Please copy the records starting at their beginning and ending at the line that contains "(1044, 632)", both included, keeping the requests as they are but scaling every pixel coordinate in the answers by 0.35 and rounding each to a whole number, with halves rounded up. Leave the pictures out of what you return.

** Begin Rows **

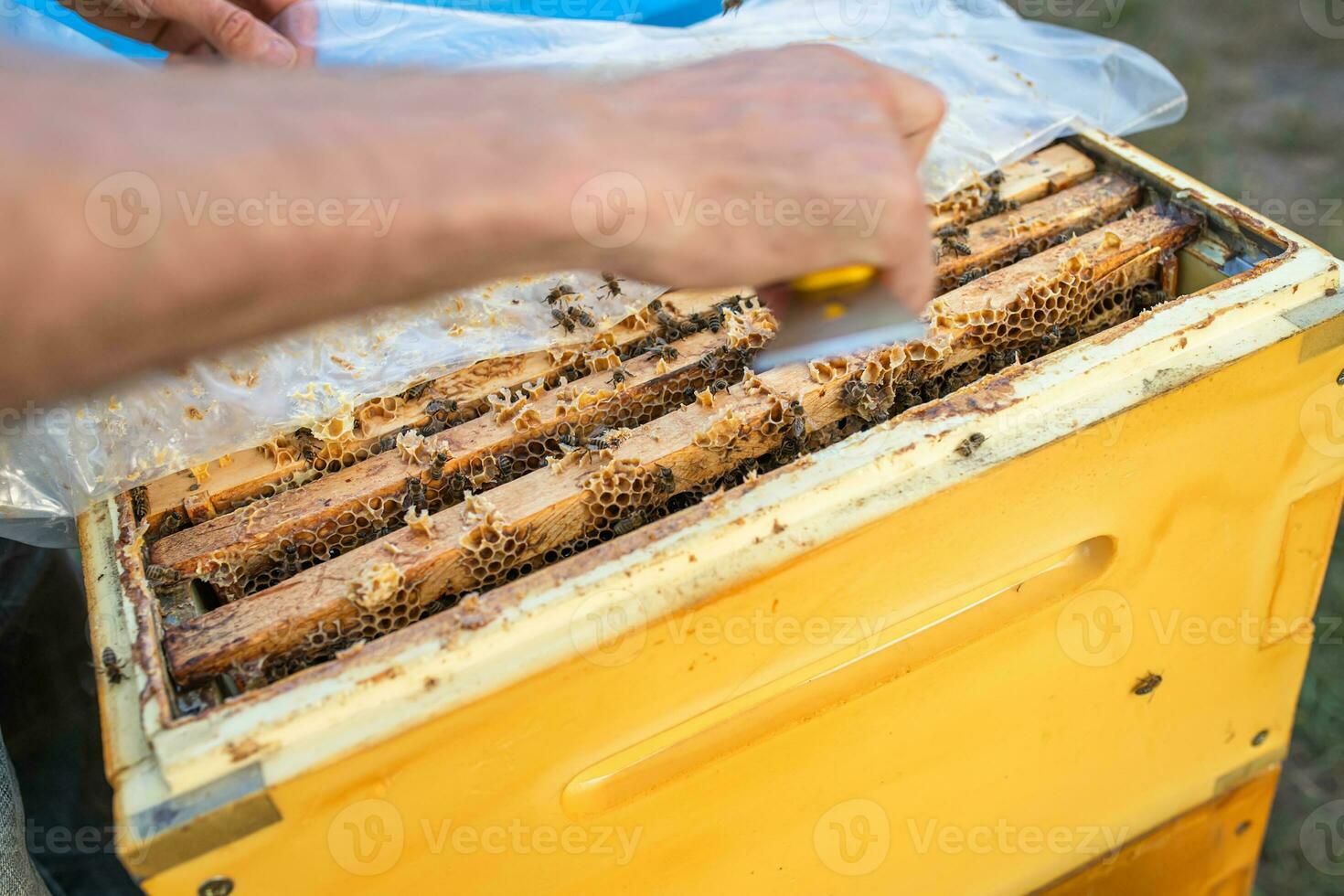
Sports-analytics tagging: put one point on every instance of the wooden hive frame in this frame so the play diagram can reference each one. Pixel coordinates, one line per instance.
(169, 761)
(1027, 261)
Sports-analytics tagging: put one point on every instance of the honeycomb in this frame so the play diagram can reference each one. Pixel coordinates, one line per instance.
(529, 427)
(434, 406)
(492, 546)
(743, 425)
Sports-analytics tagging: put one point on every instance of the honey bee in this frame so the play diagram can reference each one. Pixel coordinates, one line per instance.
(581, 316)
(414, 492)
(971, 445)
(854, 394)
(140, 503)
(798, 420)
(613, 283)
(436, 468)
(558, 293)
(562, 320)
(1147, 684)
(628, 524)
(112, 667)
(661, 349)
(671, 324)
(598, 440)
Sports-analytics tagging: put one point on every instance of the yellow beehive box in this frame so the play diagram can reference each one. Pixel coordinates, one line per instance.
(1044, 632)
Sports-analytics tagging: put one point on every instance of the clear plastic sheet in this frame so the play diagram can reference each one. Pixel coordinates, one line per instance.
(1012, 85)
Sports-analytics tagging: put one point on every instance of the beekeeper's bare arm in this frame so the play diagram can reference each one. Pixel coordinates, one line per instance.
(151, 217)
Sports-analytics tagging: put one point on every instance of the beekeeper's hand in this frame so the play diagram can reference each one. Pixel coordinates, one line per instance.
(199, 208)
(231, 30)
(763, 165)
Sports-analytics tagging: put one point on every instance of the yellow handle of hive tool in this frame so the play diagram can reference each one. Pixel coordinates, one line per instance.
(835, 278)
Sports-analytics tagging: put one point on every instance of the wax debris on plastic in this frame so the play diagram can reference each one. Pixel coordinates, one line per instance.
(62, 458)
(1012, 86)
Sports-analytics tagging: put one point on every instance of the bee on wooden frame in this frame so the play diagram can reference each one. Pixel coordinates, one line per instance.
(562, 318)
(112, 667)
(581, 316)
(613, 283)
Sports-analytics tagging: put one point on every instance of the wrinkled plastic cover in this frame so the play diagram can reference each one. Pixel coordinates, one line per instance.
(1012, 85)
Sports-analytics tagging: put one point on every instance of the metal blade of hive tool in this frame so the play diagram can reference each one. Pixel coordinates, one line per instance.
(844, 321)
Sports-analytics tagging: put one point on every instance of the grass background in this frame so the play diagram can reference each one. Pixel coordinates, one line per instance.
(1265, 126)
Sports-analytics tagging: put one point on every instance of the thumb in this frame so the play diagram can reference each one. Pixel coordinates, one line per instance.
(234, 32)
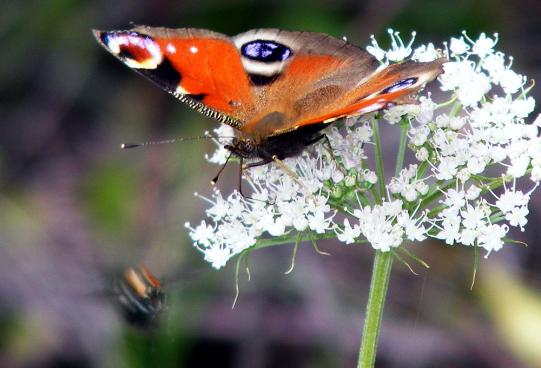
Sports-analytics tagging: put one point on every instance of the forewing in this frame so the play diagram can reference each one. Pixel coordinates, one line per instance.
(200, 67)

** End Rows **

• **Answer to this exercise**
Sports-analytics tagging: put one point on every instance of the wooden hive frame in this frame so the play diagram can reference each one. Pixel coordinates, one line per instance.
(59, 266)
(359, 91)
Sports-analytics tagging: put one point on every instance of the honeycomb in this frame so the play diagram can reference each one. Pixel coordinates, one line per instance.
(185, 149)
(152, 142)
(172, 191)
(260, 149)
Sports-analytics tagging: put one point on every instance of the honey bee in this frame so the play diagram can reference each one. Pixel coordinates, one line per instance.
(203, 111)
(145, 172)
(340, 156)
(299, 138)
(49, 176)
(279, 147)
(215, 99)
(153, 164)
(195, 103)
(197, 112)
(401, 239)
(220, 183)
(39, 233)
(231, 122)
(235, 113)
(209, 154)
Sports-analytics tagging: put one point on every instance of the yellow beehive box in this frame so the play diagram can reference each one. Pixel coordinates, one line per instance.
(365, 221)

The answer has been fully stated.